#### Assigned task 1:
Print the passage on liquidity from "We expect to incur losses" to "and add infrastructure.".
#### Assigned task 2:
List every company that the passage on liquidity names as an acquisition.
#### Assigned task 3:
Answer these questions from the passage on liquidity below:
(a) How many shares of Common Stock were issued on August 2, 2013?
(b) What is the approximate weighted average interest rate on the lines of credit?
(c) What was the highest balance on the lines of credit at any time during the nine months ended September 30, 2013?

#### Text under study:
--------------------------------------------------

In connection with our acquisitions of CURNA, OPKO Diagnostics, FineTech and Cytochroma we agreed to pay future consideration to the sellers upon the achievement of certain events, including minimum cash payments of $5.0 million to the former stockholder of FineTech upon the achievement of certain sales milestones, of which $2.7 million was paid in March 2013; up to an additional $19.1 million in shares of our Common Stock to the former stockholders of OPKO Diagnostics upon and subject to the achievement of certain milestones; and up to an additional $190.0 million in either shares of our Common Stock or cash, at our option subject to the achievement of certain milestones, to the former shareholders of Cytochroma. In connection with the acquisition of Farmadiet, we agreed to pay an additional €3.4 million (US$4.6 million) in August 2013 and €3.4 million (US$4.6 million) in February 2014 in cash or shares of our Common Stock. On August 2, 2013, we issued 585,703 shares of our Common Stock to satisfy the August 2013 obligation. Further, upon the achievement of certain development milestones, we are obligated to issue 125,000 shares of our Common Stock and €0.8 million (US$1.1 million) in shares of our Common Stock or cash, at our option.

As of September 30, 2013 , we have outstanding lines of credit in the aggregate amount of $11.4 million with 15 financial institutions in Chile and Spain, of which $5.6 million is unused. The weighted average interest rate on these lines of credit is approximately 7.4% . These lines of credit are short-term and are generally due within three months. These lines of credit are used primarily as a source of working capital for inventory purchases. The highest balance at any time during the nine months ended September 30, 2013 , was $16.6 million. We intend to continue to enter into these lines of credit as needed. There is no assurance that these lines of credit or other funding sources will be available to us on acceptable terms, or at all, in the future.
We expect to incur losses from operations for the foreseeable future. We expect to incur substantial research and development expenses, including expenses related to the hiring of personnel and additional clinical trials. We expect that selling, general and administrative expenses will also increase as we expand our sales, marketing and administrative staff and add infrastructure.

We believe that the cash, cash equivalents, and marketable securities on hand at September 30, 2013 , which include the net proceeds from the Notes, and the amounts available to be borrowed under our lines of credit are sufficient to meet our anticipated cash requirements for operations and debt service beyond the next 12 months. We based this estimate on assumptions that may prove to be wrong or are subject to change, and we may be required to use our available cash resources sooner than we currently expect. If we acquire additional assets or companies, accelerate our product development programs or initiate additional clinical trials, we will need additional funds. Our future cash requirements will depend on a number of factors, including possible acquisitions, the continued progress of research and development of our product candidates, the timing and outcome of clinical trials and regulatory approvals, the costs involved in preparing, filing, prosecuting, maintaining, defending, and enforcing patent claims and other intellectual property rights, the status of competitive products, the availability of financing, and our success in developing markets for our product candidates. If we are not able to secure additional funding when needed, we may have to delay, reduce the scope of, or eliminate one or more of our clinical trials or research and development programs or possible acquisitions.

--------------------------------------------------

#### Provided records:
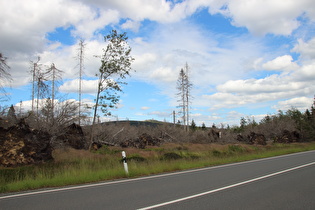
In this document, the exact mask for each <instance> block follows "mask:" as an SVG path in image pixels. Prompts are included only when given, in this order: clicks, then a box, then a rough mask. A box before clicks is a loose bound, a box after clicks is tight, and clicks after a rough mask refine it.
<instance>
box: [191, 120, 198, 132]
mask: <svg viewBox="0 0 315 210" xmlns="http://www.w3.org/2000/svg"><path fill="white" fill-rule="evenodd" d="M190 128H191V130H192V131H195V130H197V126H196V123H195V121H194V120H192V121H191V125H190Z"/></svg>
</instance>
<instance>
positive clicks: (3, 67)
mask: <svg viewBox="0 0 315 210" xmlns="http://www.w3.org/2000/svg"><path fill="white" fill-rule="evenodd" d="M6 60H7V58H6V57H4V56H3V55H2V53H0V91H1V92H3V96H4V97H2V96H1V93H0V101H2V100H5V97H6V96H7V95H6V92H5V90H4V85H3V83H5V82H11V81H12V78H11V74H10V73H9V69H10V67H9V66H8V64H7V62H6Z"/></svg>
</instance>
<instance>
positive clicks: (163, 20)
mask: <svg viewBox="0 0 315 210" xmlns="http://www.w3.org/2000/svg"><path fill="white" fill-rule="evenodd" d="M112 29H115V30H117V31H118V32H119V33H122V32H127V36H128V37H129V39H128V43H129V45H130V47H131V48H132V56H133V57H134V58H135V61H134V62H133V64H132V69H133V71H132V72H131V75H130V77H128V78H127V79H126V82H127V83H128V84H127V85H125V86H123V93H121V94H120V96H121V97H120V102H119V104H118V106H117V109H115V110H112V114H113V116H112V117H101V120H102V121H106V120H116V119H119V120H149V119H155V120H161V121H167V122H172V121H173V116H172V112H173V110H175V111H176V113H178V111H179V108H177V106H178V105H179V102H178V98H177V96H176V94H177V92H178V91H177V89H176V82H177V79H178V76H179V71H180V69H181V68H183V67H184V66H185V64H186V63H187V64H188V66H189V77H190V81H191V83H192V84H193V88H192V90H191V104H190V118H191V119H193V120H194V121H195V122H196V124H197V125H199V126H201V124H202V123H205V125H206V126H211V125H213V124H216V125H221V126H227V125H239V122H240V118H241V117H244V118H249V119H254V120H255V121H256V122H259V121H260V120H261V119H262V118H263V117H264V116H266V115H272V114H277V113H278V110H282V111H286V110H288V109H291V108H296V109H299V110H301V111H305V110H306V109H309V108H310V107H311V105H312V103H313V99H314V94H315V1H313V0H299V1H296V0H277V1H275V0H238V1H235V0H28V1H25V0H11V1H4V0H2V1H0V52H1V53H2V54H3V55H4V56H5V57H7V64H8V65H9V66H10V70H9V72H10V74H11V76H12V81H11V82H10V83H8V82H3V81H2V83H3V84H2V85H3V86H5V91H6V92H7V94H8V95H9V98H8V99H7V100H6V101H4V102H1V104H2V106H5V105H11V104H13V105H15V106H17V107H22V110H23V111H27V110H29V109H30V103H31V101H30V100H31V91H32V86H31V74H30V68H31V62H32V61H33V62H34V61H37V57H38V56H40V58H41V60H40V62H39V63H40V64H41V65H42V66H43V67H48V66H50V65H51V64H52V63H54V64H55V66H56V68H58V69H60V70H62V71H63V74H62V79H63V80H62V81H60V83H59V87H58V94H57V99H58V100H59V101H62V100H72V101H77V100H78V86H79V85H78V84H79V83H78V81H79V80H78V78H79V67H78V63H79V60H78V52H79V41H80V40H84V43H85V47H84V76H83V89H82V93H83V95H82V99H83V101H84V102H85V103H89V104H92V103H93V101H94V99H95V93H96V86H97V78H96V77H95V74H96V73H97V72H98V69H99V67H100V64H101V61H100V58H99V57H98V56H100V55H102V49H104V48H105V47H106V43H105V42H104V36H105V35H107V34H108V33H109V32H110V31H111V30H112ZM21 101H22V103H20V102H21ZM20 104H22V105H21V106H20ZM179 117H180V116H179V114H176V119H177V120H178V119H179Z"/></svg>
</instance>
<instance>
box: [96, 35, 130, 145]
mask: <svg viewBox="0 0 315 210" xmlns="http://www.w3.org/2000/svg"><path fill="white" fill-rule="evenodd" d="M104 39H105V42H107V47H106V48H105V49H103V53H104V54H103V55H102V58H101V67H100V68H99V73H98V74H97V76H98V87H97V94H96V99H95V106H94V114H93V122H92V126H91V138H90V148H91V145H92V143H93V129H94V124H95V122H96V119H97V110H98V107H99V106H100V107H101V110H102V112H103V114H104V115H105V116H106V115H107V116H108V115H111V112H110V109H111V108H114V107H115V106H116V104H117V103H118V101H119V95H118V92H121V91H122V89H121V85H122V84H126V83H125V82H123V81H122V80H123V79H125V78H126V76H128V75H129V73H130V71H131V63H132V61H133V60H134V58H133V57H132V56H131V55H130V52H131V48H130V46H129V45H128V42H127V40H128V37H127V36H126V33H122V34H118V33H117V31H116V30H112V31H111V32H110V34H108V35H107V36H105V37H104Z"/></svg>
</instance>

--------------------------------------------------

#### Worked solution 1:
We expect to incur losses from operations for the foreseeable future. We expect to incur substantial research and development expenses, including expenses related to the hiring of personnel and additional clinical trials. We expect that selling, general and administrative expenses will also increase as we expand our sales, marketing and administrative staff and add infrastructure.

#### Worked solution 2:
CURNA, OPKO Diagnostics, FineTech, Cytochroma, Farmadiet

#### Worked solution 3:
(a) 585,703 shares
(b) Approximately 7.4%
(c) $16.6 million